+++ Supplied data +++

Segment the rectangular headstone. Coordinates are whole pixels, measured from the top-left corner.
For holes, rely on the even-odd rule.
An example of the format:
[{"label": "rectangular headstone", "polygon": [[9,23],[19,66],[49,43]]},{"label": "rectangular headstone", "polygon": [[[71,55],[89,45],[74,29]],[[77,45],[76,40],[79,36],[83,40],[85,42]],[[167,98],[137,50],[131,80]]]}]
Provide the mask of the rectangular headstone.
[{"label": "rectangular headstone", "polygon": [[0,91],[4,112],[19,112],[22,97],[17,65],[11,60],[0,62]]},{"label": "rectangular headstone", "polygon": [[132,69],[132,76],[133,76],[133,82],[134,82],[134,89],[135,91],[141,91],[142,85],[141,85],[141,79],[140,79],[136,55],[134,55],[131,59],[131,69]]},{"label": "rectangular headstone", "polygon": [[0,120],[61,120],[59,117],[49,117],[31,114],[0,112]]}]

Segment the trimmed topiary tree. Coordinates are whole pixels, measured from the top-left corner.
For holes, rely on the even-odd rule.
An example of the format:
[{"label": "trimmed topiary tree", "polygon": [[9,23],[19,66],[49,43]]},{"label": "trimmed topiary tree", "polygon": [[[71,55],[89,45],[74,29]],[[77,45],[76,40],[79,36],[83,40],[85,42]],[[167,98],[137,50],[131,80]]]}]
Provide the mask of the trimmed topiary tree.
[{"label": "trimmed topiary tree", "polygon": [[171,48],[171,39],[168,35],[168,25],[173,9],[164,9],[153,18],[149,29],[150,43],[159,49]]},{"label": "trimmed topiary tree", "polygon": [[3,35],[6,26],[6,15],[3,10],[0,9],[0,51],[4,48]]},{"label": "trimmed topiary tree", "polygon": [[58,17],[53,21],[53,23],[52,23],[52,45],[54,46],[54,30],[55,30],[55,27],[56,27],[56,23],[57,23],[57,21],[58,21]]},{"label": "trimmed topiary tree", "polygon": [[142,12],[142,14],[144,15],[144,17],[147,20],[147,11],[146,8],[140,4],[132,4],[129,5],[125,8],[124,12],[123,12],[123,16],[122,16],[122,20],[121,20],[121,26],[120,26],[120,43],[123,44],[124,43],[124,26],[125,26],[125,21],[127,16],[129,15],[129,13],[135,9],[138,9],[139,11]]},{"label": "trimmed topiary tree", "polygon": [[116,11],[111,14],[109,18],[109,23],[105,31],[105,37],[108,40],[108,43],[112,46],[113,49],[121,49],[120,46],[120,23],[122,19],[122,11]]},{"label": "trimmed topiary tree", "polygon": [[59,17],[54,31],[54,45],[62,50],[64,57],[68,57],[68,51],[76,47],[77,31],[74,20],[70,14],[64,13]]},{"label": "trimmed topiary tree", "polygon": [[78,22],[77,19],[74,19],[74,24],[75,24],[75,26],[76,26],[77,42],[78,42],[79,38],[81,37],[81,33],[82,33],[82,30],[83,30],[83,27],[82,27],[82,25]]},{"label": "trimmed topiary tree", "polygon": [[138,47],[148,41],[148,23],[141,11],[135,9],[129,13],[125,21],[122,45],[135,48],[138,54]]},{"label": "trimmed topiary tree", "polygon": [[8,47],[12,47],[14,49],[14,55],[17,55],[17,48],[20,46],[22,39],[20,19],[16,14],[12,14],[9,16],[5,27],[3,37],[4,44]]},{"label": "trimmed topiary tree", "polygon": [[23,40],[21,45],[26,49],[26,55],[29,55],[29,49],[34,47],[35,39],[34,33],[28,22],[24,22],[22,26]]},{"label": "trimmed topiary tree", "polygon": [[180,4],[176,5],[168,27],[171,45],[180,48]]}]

+++

(What you have to do) Where the word "Coordinates" appears in a line of the entries, copy that line.

(Written answer)
Segment the rectangular headstone. Coordinates are whole pixels, measured from the top-left corner.
Segment the trimmed topiary tree. Coordinates are whole pixels, measured from the top-left corner.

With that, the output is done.